» Tareas del ejercicio:
A. Resume en dos oraciones el fragmento sobre el librero y el libro de Sarmiento.
B. Enumera todos los cargos o grados militares y judiciales que aparecen en el fragmento sobre el librero y el libro de Sarmiento.
C. Reescribe en forma de lista el párrafo del fragmento sobre el librero y el libro de Sarmiento que comienza con «Un día, los oficiales de estos buques», conservando sus hechos principales.

» Fragmento de lectura:
-- -- --
Un día, los oficiales de estos buques mandaron pedir a su compatriota librero algo para leer y abreviar las horas monótonas en el fondeadero de las balizas exteriores. Así entró en una de las naves, la Luisa Fernanda, un ejemplar de los Viajes por Europa, África y América de Sarmiento. Poco después, el librero fue invitado por el comandante   -130-   de la corbeta, en nombre de la oficialidad, a almorzar en ella. Acudió el señor Hortelano, y advirtió extraña y ceremoniosa frialdad en el recibimiento y en la mesa, que contrastaba con la habitual llaneza con que se le había tratado hasta entonces. Al servirse el café, un sargento escoltado por dos guardias dejó sobre la mesa una bandeja con un libro hecho pedazos. El huésped reconoció en aquel auto de fe el ejemplar de los Viajes, trinchado sin arte cisoria. Confeso y convicto de su crimen de lesa patria por haber introducido «un libelo infamante de la nación española en donde ondea el pabellón de España», el librero fue condenado por el fiscal del consejo de guerra, allí presente, a recibir veinticinco azotes atado a un cañón.
-- -- --
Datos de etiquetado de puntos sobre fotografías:
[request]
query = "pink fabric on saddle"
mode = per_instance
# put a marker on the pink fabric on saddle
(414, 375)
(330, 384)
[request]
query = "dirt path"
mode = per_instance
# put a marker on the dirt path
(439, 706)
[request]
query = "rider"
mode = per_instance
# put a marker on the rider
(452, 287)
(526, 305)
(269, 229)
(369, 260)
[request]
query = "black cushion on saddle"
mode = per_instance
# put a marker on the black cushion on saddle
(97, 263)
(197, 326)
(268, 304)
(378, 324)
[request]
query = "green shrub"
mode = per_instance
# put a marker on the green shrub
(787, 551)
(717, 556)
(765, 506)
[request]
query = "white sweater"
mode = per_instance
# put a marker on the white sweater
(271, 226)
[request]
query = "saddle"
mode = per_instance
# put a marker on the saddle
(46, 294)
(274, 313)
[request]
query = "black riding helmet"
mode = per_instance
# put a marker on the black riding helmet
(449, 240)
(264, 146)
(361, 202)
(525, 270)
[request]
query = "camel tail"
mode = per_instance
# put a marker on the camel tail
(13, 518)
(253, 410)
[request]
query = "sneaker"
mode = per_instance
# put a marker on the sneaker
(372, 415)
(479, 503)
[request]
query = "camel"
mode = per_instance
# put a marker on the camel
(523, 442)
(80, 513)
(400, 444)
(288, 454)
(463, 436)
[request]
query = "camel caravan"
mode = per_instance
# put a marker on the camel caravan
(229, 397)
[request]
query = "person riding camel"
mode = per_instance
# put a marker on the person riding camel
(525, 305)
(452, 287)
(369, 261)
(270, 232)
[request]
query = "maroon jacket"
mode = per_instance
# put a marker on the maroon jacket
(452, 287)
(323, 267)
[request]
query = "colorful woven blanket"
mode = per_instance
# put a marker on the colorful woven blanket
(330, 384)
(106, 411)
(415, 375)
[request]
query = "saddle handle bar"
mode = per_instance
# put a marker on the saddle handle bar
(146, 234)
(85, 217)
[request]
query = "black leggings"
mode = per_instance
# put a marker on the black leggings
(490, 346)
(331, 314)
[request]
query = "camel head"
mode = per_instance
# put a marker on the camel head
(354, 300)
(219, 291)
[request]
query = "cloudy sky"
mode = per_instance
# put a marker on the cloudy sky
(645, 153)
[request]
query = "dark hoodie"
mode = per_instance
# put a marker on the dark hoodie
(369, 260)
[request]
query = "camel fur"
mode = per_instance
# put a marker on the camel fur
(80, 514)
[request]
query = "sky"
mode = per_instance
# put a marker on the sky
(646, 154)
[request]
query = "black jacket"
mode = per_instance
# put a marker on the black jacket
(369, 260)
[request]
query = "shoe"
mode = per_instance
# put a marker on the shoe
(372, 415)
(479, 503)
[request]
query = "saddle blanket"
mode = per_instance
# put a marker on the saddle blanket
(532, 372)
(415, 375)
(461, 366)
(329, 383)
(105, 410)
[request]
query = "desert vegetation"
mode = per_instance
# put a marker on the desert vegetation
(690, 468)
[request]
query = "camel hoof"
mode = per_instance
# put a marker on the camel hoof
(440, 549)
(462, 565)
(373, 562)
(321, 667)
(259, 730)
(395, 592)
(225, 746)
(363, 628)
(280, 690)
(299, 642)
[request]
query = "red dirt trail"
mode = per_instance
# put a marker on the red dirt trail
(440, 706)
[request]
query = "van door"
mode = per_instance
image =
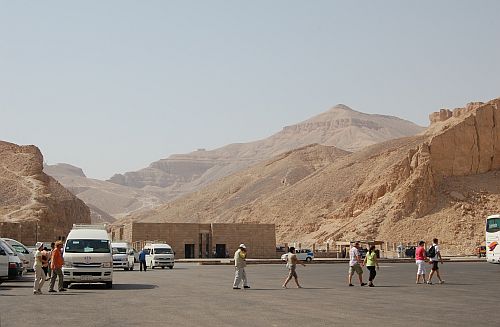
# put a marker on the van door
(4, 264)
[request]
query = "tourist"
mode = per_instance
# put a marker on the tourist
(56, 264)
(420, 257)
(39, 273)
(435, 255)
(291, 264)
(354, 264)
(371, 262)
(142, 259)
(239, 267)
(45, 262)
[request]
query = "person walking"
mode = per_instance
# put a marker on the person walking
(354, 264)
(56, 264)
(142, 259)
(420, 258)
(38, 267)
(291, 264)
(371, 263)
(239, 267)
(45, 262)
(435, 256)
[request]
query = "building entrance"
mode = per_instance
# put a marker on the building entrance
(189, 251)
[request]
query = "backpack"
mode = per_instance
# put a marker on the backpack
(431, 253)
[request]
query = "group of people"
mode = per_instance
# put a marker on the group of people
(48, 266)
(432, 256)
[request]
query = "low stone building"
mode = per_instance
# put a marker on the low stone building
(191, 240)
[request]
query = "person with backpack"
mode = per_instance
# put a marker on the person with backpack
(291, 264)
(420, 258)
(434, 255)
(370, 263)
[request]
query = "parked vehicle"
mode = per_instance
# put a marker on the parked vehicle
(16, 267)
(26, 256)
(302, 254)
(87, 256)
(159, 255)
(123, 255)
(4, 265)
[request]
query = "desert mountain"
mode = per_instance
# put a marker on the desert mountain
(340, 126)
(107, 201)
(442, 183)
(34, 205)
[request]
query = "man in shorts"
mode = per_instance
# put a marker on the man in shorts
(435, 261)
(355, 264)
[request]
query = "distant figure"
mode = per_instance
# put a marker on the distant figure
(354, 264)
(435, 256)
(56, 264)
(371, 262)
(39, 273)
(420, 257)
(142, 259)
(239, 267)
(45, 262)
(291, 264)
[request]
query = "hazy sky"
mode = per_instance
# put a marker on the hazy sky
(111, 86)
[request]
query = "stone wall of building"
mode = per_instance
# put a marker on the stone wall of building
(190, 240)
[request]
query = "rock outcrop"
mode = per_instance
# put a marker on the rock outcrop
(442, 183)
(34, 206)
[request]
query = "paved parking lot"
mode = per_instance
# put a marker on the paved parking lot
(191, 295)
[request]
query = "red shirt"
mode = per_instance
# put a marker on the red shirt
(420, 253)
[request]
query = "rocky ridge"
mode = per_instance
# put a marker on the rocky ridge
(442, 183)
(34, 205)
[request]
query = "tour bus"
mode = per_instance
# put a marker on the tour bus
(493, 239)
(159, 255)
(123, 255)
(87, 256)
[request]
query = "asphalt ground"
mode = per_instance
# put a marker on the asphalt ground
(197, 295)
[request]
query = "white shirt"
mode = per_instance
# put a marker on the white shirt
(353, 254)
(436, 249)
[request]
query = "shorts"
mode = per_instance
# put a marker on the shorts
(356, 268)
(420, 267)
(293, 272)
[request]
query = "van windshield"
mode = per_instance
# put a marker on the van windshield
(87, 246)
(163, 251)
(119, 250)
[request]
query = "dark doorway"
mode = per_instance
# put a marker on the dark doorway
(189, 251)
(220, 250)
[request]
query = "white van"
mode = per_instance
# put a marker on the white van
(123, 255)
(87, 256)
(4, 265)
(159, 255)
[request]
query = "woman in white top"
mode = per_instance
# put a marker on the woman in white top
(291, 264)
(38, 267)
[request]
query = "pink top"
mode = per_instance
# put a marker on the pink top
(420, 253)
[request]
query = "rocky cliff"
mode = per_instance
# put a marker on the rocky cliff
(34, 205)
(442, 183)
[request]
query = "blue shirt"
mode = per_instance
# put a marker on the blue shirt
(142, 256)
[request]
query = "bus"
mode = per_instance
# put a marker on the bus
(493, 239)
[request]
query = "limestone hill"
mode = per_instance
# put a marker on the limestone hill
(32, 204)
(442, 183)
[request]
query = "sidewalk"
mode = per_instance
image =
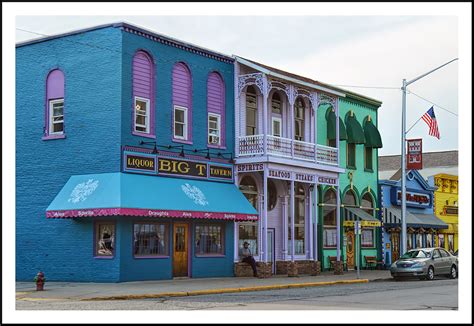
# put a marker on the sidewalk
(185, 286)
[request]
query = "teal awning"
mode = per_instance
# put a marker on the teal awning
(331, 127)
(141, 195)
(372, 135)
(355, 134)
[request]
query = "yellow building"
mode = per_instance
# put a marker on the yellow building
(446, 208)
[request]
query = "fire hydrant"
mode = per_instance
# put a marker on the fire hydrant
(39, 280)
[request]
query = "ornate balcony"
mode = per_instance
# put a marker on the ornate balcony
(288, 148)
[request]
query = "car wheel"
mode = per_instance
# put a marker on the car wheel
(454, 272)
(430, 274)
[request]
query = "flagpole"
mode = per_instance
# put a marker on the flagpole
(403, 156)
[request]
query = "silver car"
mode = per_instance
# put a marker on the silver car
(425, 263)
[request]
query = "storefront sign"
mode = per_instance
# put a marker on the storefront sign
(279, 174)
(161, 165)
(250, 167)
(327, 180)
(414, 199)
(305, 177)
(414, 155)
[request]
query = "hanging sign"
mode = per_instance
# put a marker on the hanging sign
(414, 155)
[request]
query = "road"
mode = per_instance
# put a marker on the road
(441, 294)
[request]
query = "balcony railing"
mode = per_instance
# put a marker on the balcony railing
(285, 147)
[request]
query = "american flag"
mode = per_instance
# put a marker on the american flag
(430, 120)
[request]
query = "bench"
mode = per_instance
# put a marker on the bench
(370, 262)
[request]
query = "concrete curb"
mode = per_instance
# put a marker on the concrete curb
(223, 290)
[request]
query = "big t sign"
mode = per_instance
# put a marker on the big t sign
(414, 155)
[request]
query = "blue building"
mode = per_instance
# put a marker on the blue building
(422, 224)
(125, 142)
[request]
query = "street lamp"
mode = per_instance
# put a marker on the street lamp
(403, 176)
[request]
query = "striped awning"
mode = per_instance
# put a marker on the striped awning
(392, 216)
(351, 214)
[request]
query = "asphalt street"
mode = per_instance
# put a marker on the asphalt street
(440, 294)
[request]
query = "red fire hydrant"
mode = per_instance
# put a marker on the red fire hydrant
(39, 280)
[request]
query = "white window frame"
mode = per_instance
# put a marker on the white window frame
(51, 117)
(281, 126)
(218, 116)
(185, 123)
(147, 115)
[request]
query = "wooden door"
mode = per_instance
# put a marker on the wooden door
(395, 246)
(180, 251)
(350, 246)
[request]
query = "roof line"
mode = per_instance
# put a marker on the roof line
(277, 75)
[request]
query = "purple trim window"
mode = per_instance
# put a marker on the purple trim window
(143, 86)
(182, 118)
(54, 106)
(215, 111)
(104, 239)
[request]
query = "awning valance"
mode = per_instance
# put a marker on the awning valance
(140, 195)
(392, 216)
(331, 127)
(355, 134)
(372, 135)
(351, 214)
-- -- --
» Respuestas:
A. Los oficiales de unos buques fondeados pidieron lecturas a su compatriota librero, y así llegó a la corbeta Luisa Fernanda un ejemplar de los Viajes por Europa, África y América de Sarmiento. Invitado después a almorzar a bordo, el señor Hortelano fue recibido con frialdad, se le presentó el libro hecho pedazos y el fiscal del consejo de guerra lo condenó a veinticinco azotes atado a un cañón por haber introducido «un libelo infamante de la nación española».

B.
- Oficiales
- Comandante de la corbeta
- Sargento
- Guardias
- Fiscal del consejo de guerra

C.
- Los oficiales de los buques piden a su compatriota librero algo para leer durante las horas en el fondeadero.
- Llega a la corbeta Luisa Fernanda un ejemplar de los Viajes por Europa, África y América de Sarmiento.
- El comandante, en nombre de la oficialidad, invita al librero a almorzar a bordo.
- El señor Hortelano nota una frialdad ceremoniosa, distinta del trato llano de antes.
- Al servirse el café, un sargento escoltado por dos guardias deja en la mesa una bandeja con el libro hecho pedazos.
- El fiscal del consejo de guerra, presente en la mesa, condena al librero a veinticinco azotes atado a un cañón por haber introducido «un libelo infamante de la nación española».